> _ASSIGNMENT_
Using the listing below, copy exactly the lines from the one containing "Target: car's side panel" to the one containing "Target: snow tire", both lines included, and no others.
INPUT Start Marker
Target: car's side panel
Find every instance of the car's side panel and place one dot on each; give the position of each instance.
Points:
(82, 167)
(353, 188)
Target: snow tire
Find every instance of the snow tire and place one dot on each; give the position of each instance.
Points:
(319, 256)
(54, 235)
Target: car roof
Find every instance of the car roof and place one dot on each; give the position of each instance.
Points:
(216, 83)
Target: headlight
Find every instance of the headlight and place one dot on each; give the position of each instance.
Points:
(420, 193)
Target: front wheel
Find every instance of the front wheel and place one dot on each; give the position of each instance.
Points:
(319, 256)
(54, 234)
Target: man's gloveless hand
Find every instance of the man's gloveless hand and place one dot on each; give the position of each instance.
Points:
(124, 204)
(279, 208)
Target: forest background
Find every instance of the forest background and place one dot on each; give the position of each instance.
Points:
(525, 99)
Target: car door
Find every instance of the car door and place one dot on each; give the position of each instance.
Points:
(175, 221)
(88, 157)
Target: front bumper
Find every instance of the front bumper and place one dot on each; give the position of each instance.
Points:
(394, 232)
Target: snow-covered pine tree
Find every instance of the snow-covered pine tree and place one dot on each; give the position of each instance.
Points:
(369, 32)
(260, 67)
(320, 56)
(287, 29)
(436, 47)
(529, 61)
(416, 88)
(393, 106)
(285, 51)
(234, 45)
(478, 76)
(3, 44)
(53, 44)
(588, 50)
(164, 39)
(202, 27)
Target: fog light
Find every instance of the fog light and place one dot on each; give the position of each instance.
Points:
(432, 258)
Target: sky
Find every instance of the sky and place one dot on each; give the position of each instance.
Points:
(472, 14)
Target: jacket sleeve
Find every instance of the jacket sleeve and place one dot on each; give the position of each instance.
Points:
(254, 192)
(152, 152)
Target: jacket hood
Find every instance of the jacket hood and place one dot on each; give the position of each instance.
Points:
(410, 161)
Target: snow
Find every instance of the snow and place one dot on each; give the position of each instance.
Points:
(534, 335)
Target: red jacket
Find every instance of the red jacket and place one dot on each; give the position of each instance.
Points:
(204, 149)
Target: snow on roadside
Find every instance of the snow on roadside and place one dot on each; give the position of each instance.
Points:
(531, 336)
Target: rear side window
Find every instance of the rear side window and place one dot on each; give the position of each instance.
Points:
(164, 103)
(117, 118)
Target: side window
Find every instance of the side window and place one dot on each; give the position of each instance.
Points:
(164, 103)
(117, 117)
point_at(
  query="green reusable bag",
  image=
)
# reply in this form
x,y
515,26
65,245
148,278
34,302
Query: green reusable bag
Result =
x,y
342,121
INPUT End Marker
INPUT Start Marker
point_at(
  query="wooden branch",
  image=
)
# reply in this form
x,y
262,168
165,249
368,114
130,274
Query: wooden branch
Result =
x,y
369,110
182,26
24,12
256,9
INPUT End Marker
> _SOLUTION TO THE PROBLEM_
Target: car's side panel
Find every instance of the car's side panel and place one dot on each; give the position of each instance.
Points:
(82, 167)
(353, 188)
Target: snow tire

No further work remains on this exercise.